* [PROBLEM REQUIREMENTS]:
List every line of the records below that contains the string "mode", copying each such line in full.

* [INPUT]:
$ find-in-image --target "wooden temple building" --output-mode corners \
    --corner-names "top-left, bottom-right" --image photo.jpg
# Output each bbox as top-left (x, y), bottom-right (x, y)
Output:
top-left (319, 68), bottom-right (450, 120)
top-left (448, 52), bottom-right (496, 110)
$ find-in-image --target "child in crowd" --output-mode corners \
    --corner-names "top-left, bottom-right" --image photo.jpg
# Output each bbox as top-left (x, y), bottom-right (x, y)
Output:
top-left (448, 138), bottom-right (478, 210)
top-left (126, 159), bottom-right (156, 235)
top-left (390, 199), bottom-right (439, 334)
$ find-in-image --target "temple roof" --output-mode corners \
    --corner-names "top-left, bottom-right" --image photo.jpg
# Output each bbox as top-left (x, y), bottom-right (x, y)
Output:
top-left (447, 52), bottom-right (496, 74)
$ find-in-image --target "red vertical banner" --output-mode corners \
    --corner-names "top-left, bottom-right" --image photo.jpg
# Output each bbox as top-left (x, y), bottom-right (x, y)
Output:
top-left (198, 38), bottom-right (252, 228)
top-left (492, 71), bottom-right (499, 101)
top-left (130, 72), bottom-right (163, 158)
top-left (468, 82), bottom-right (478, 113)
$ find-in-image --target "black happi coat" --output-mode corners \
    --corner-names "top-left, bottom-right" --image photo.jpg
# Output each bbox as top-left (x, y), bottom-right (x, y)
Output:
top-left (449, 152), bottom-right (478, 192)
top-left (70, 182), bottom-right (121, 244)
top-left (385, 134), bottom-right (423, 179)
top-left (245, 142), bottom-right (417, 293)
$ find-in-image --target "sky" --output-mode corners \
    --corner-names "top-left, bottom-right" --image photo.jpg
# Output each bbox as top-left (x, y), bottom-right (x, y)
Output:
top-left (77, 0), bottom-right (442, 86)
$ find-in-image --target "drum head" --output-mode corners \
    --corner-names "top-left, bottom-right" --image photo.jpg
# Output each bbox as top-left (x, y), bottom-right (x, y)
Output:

* [RESPONSE TO THE TASK]:
$ find-in-image --target "wooden temple building" --output-mode corners \
$ find-in-image --target "child in crowd" --output-mode corners \
$ find-in-image --target "temple roof" --output-mode corners \
$ find-in-image --target "red vertical banner" --output-mode corners \
$ find-in-image --target "black happi coat" --output-mode corners \
$ find-in-image --target "sky" --output-mode corners \
$ find-in-image --target "drum head" --output-mode corners \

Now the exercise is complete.